***** Input records *****
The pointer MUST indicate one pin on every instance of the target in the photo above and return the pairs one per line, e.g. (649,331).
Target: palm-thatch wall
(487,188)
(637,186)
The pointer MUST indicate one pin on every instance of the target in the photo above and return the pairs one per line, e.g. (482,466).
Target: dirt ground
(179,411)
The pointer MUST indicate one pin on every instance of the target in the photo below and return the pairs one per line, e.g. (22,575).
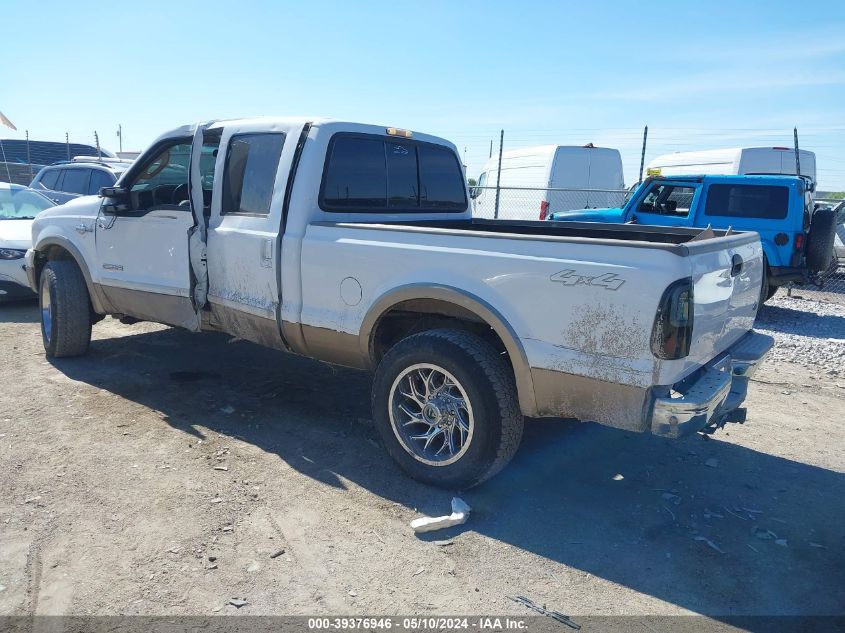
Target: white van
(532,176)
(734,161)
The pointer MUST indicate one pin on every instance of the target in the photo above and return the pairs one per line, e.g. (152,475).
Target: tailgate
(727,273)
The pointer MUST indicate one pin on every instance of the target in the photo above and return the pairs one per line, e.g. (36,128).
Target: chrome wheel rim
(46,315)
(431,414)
*****
***** Input records *****
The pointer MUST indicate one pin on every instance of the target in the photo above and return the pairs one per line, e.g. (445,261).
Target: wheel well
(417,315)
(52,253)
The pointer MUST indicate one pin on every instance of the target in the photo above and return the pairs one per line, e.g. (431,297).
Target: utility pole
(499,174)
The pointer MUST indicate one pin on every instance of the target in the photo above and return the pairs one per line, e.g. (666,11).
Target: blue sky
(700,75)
*****
# Task to carry out
Go through the records above and copy every line with the word "MUST".

# Solution for this problem
The pointer MUST indicate one pin on every instance of the target in the photo above and return the pairs one per line, e.g. (649,331).
The pointer MUST indicate one pin on every instance of the target in the photo above and return the pairs one per line, e.g. (482,466).
The pointer MUST indicate one pin on every instance of the target in the photo below and return the pairs one per line, e.g. (22,575).
The pointer MUST indicate one pin on every instance of the target in the photo above and return the pairs one per line, e.g. (152,475).
The pointer MUST indicate one pin on every instance of the target in the photo above and return the pairs one per line, e.g. (36,128).
The pointer MUST indicate one pin on every instance of the target in the photo above and return the pairs one per line, e.g. (445,261).
The pointer MUST indicate one pin on every instance of the target in the photo above and return the pairs one per line, e.g. (431,297).
The pointer MUST indicate one pin on every instance of the target in the photo above and return the pairs one per line, e.g. (666,11).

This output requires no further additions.